* Begin Text to read *
There are some information here about issues with meta.db https://github.com/containerd/containerd/issues/3347 So I needed Go and the bbolt utility to check the meta.db

I went and installed Go

https://www.itzgeek.com/how-tos/linux/debian/how-to-install-go-lang-on-debian-11-debian-10.html

I made a copy ot meta.db and started playing

root@debian:~# cp /mnt/docker/containerd/daemon/io.containerd.metadata.v1.bolt/meta.db .
root@debian:~# /root/go/bin/bbolt check meta.db
panic: invalid freelist page: 41, page type is leaf
goroutine 1 [running]:
[go.etcd.io/bbolt.(*freelist).read](http://go.etcd.io/bbolt.(*freelist).read?fbclid=IwAR00eghnyXYytbJ6eNkSxyrraEyNwUbEwCYwfID4Hcy2UCFeyqUY7rRAzYs)(0x505ac7, 0x7ff3baa8d000)
/root/go/pkg/mod/go.etcd.io/[email protected]/freelist.go:266 +0x234
[go.etcd.io/bbolt.(*DB).loadFreelist.func1()](http://go.etcd.io/bbolt.(*DB).loadFreelist.func1()?fbclid=IwAR0gdMvEs7exFasSh9V2UAR8u3hIYBGb4tc0Kapq8iFxNE0DrlQalAPxmrU)
/root/go/pkg/mod/go.etcd.io/[email protected]/db.go:323 +0xae
sync.(*Once).doSlow(0xc0000801c8, 0x10)
/usr/local/go/src/sync/once.go:68 +0xd2
sync.(*Once).Do(...)
/usr/local/go/src/sync/once.go:59
[go.etcd.io/bbolt.(*DB).loadFreelist(0xc000080000)](http://go.etcd.io/bbolt.(*DB).loadFreelist(0xc000080000)?fbclid=IwAR1zFc3kHN4LsPidcUVNMS0F_h6qXARC41Pgb9JJExYrP4jtoBcXXKn8ITY)
/root/go/pkg/mod/go.etcd.io/[email protected]/db.go:316 +0x47
[go.etcd.io/bbolt.Open](http://go.etcd.io/bbolt.Open?fbclid=IwAR063oD_biOg4bzjuE1OyXizChF010l9SlzpNm5OETxD6rT_DQZ9KxIPRx0)({0x7fffd2514eee, 0x7}, 0x1b6, 0x0)
/root/go/pkg/mod/go.etcd.io/[email protected]/db.go:293 +0x46b
main.(*CheckCommand).Run(0xc00008de58, {0xc0000101a0, 0x1, 0x1})
/root/go/pkg/mod/go.etcd.io/[email protected]/cmd/bbolt/main.go:202 +0x1a5
main.(*Main).Run(0xc00005cf40, {0xc000010190, 0x2, 0x2})
/root/go/pkg/mod/go.etcd.io/[email protected]/cmd/bbolt/main.go:112 +0x993
main.main()
* End Text to read *
**Short exercise 1**:
Using the post about checking meta.db, answer these questions:
(a) Which utility, besides Go, did the writer need for checking meta.db?
(b) What full command did the writer run to check the copied file?
(c) What panic message did that check produce?
The post and the records were drawn from unrelated sources.
* Begin Material provided *
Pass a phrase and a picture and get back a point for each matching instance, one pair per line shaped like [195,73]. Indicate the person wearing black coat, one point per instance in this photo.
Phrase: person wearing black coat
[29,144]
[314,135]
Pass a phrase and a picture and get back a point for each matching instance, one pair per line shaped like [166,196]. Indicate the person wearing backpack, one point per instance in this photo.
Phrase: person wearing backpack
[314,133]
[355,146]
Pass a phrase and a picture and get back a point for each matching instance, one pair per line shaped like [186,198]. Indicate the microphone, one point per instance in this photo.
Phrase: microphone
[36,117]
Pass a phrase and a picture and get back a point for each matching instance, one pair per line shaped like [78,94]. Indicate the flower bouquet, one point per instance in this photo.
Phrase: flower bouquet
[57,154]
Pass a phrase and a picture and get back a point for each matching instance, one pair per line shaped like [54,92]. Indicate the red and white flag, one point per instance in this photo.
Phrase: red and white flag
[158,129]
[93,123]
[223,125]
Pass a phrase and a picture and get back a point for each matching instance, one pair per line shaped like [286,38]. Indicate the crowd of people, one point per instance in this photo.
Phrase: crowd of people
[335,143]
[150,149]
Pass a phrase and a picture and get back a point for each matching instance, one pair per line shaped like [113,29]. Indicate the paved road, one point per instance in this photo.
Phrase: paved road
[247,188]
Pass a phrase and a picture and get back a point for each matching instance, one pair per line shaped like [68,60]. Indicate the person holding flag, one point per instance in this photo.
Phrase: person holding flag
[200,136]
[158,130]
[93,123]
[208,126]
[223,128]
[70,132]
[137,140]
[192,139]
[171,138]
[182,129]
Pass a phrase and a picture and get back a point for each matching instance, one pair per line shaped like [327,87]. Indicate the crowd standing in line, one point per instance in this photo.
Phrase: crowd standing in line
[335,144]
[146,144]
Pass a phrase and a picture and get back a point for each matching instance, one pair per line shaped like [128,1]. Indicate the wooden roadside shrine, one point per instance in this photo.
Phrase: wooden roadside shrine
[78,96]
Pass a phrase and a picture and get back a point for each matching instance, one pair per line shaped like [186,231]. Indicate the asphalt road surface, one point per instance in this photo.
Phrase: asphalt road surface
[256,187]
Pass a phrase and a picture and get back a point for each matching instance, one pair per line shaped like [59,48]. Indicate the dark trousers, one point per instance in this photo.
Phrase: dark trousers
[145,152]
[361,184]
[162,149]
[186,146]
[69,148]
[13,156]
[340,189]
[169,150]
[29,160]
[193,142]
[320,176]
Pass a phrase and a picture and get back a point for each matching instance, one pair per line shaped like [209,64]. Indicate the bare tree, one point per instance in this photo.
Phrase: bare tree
* End Material provided *
**Short exercise 2**:
Pick out every line of the records that contains the word "black", treating uppercase and lowercase as distinct.

**Problem solution 1**:
(a) The bbolt utility.
(b) /root/go/bin/bbolt check meta.db
(c) panic: invalid freelist page: 41, page type is leaf

**Problem solution 2**:
Pass a phrase and a picture and get back a point for each matching instance, one pair per line shaped like [195,73]. Indicate the person wearing black coat, one point per instance in this photo.
Phrase: person wearing black coat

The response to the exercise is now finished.